* START Provided material *
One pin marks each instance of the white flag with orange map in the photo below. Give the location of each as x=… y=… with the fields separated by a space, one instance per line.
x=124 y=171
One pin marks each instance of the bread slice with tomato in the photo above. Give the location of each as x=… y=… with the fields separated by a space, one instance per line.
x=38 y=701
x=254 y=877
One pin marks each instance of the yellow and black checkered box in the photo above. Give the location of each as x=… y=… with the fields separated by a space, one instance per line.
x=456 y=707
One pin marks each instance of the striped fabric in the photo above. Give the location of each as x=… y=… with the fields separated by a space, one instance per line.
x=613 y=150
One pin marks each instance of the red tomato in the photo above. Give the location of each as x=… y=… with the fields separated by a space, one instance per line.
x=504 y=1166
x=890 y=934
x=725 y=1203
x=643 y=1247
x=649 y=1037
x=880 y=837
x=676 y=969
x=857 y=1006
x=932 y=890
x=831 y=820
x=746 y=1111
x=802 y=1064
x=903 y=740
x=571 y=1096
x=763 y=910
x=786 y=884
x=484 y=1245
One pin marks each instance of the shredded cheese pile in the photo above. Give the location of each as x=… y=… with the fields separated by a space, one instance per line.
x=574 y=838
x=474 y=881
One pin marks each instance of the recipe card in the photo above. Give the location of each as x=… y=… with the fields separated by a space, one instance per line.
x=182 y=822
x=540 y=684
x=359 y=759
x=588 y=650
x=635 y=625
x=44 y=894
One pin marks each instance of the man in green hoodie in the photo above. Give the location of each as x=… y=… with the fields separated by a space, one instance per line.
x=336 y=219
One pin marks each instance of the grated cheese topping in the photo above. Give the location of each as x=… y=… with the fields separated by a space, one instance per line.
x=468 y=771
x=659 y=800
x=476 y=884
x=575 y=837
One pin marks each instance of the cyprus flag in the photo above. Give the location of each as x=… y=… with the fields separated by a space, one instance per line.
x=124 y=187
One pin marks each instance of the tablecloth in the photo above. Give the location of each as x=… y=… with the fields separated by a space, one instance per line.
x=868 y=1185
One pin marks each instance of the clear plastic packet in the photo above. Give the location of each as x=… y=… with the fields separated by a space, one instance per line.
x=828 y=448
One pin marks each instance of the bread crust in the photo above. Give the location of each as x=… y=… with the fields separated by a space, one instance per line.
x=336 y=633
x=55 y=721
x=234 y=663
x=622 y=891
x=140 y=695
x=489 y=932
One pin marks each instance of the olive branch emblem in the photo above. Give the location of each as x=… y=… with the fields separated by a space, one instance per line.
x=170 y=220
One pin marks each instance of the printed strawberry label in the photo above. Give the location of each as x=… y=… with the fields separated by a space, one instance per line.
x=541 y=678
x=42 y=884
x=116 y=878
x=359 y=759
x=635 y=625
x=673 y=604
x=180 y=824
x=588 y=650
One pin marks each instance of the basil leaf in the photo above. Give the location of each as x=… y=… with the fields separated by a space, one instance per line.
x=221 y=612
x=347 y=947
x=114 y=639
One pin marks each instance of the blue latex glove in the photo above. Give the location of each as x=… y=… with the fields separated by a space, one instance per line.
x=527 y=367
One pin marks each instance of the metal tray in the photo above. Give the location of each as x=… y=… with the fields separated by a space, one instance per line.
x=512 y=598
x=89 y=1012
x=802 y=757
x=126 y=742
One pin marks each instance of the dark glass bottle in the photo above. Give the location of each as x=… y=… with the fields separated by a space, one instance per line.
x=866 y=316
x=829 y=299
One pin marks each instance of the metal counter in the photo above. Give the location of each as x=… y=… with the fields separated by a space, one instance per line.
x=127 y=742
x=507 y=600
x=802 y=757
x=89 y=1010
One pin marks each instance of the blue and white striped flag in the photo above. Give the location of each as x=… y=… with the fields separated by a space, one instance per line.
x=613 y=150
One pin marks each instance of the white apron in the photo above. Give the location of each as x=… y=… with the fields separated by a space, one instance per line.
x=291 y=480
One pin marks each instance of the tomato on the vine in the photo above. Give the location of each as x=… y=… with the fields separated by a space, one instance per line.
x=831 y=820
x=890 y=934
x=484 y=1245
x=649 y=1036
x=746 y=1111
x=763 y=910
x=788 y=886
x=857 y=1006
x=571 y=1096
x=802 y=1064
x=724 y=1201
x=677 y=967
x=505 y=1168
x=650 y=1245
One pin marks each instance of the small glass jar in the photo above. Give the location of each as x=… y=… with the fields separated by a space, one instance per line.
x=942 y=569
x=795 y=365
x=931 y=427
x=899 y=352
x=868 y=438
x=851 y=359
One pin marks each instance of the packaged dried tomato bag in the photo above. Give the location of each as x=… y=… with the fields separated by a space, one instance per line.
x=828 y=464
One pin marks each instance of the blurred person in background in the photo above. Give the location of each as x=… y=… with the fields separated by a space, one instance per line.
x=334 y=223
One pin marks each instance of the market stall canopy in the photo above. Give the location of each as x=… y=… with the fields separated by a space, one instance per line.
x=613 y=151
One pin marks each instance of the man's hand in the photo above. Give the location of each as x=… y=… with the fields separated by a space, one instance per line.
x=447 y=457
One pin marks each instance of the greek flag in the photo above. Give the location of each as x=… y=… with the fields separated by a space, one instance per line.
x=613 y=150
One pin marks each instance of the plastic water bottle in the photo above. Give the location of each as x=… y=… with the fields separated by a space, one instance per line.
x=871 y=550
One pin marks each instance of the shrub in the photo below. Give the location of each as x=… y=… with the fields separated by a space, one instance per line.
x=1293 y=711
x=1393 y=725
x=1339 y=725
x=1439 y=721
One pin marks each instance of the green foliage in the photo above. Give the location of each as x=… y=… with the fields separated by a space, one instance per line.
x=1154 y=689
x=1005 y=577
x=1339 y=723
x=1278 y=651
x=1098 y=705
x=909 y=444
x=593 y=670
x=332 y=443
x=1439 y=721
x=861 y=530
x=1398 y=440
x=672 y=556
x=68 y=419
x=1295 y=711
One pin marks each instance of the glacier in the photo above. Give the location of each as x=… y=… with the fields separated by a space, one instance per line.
* END Provided material *
Reproduce all of the data above verbatim, line for line.

One pin marks each instance of the white flag with orange map in the photo below. Give the location of each as x=… y=… with the fields separated by a space, one instance per line.
x=124 y=171
One pin marks each instance of the bread slice with tomato in the photo above. Give the location of each as x=… y=… with the fields separated by a space, one instance per line.
x=38 y=701
x=254 y=877
One pin marks each instance of the yellow and black checkered box in the photo above. Give the location of each as x=… y=… with the fields separated by a space, one instance per line.
x=456 y=707
One pin marks each instance of the striped fabric in the photo above. Give the location of each as x=… y=… with the fields separated by a space, one instance per line.
x=613 y=150
One pin marks each instance of the red tomato in the photo above. Give the location of each as x=… y=… with the fields separated by a space, one instance per line.
x=504 y=1166
x=890 y=934
x=725 y=1203
x=643 y=1247
x=649 y=1037
x=880 y=837
x=676 y=969
x=857 y=1006
x=932 y=890
x=831 y=820
x=746 y=1111
x=802 y=1064
x=903 y=740
x=571 y=1096
x=763 y=910
x=786 y=884
x=484 y=1245
One pin marks each instance of the shredded cheese pile in the photo above. Give the location of each as x=… y=… with the fields separated by a space, one instance per line.
x=574 y=838
x=474 y=881
One pin marks each instance of the recipe card in the photo above. Give the location of each as x=… y=… with the fields separated by a space, one instance per line.
x=182 y=822
x=540 y=684
x=359 y=759
x=588 y=650
x=635 y=625
x=44 y=894
One pin marks each instance of the man in green hoodie in the photo above. Give the location of each as x=… y=… with the fields separated by a space, one instance per line.
x=336 y=219
One pin marks each instance of the grated cheese topping in the photo above. Give the location of each as x=… y=… with the fields separated by a space, one instance per line.
x=468 y=771
x=659 y=800
x=476 y=884
x=575 y=837
One pin marks each instance of the cyprus flag in the photo above. Give the location of each as x=… y=… with the fields separated by a space, one instance per line.
x=124 y=187
One pin marks each instance of the tablecloth in the photo above. Give the location of each as x=… y=… with the fields separated by a space, one instance per line.
x=868 y=1185
One pin marks each instance of the clear plastic packet in the photo above. Give the location of each as x=… y=… with the fields separated by a space, one instance per line.
x=828 y=448
One pin marks each instance of the bread crust in the photo above. Give the location of each as x=… y=… with the fields separated by a space, one instance per line.
x=336 y=633
x=55 y=721
x=234 y=663
x=622 y=891
x=140 y=695
x=489 y=932
One pin marks each instance of the olive branch emblem in the photo above. Give the location of each as x=… y=… with the fields separated by a space, one instance per line.
x=170 y=220
One pin marks each instance of the printed strawberry label in the photo above. Give the location of each as x=… y=… with the fields separated by a space, one instance per line.
x=541 y=678
x=42 y=884
x=116 y=878
x=359 y=759
x=635 y=625
x=673 y=604
x=180 y=824
x=588 y=650
One pin marks each instance of the basil leaf in the photo above. Give the location of each as x=… y=… with the fields separated by a space, one instance per line.
x=221 y=612
x=347 y=947
x=114 y=639
One pin marks each instance of the blue latex glove in the photo above. Give the location of each as x=… y=… with the fields separated by a space, one instance per line.
x=527 y=367
One pin marks each instance of the metal tray in the photo above. Give the location of each as x=… y=… with the fields separated by a space, one instance per line.
x=512 y=598
x=89 y=1012
x=802 y=757
x=126 y=742
One pin marks each instance of the dark glass bottle in the photo above. Give the location of each as x=… y=… with the fields separated by a space, one instance per line.
x=866 y=316
x=829 y=299
One pin marks each instance of the metal counter in the photo above. Give the location of each as x=… y=… with the fields separated by a space, one instance per line.
x=127 y=742
x=507 y=600
x=802 y=757
x=89 y=1010
One pin marks each instance of the blue and white striped flag in the photo above. Give the location of each as x=… y=… with the fields separated by a space, one instance per line.
x=613 y=150
One pin marks each instance of the white apron in the photo above. Give the location of each as x=… y=… with the fields separated by a space, one instance per line.
x=291 y=480
One pin marks each instance of the tomato on the vine in the photo above. Give the location of each as x=… y=… with the fields separated by a space, one instance per line.
x=831 y=820
x=890 y=934
x=484 y=1245
x=649 y=1036
x=746 y=1111
x=763 y=910
x=788 y=886
x=857 y=1006
x=571 y=1096
x=802 y=1064
x=724 y=1201
x=677 y=967
x=505 y=1168
x=650 y=1245
One pin marks each instance of the small glass jar in the photo above. Give the location of each as x=… y=… with the fields separated by a space, one instance per line.
x=942 y=569
x=795 y=365
x=931 y=427
x=899 y=352
x=868 y=438
x=851 y=359
One pin marks each instance of the packaged dried tomato bag in the photo above. Give the location of each as x=… y=… with the fields separated by a space, one instance per line.
x=828 y=464
One pin marks each instance of the blurred person in background in the photo above. Give the location of each as x=… y=… with the fields separated by a space, one instance per line.
x=334 y=223
One pin marks each instance of the market stall canopy in the photo above. Give the location of each as x=… y=… with the fields separated by a space, one instance per line.
x=613 y=151
One pin marks each instance of the man's hand in the photo above. Give the location of each as x=… y=… with the fields separated by a space, one instance per line.
x=447 y=457
One pin marks each instance of the greek flag in the photo above. Give the location of each as x=… y=… with the fields separated by a space, one instance per line.
x=613 y=150
One pin marks each instance of the plastic water bottle in the photo above. Give the location of each as x=… y=… with the fields separated by a space, one instance per line.
x=871 y=550
One pin marks each instance of the shrub in the photo below. Give the location of each as x=… y=… with the fields separated by a space, one instance per line.
x=1293 y=711
x=1393 y=725
x=1339 y=725
x=1439 y=721
One pin marks each instance of the green foliage in the photo above. Give the location of each as x=… y=… with the fields separated by a space, one instance per line.
x=1154 y=689
x=1005 y=577
x=1339 y=723
x=1278 y=651
x=1098 y=705
x=909 y=444
x=593 y=670
x=332 y=443
x=1439 y=721
x=861 y=530
x=1398 y=440
x=672 y=556
x=68 y=419
x=1295 y=711
One pin marks each instance of the glacier in the photo above. Give the location of each as x=… y=… with the fields separated by a space, one instance per line.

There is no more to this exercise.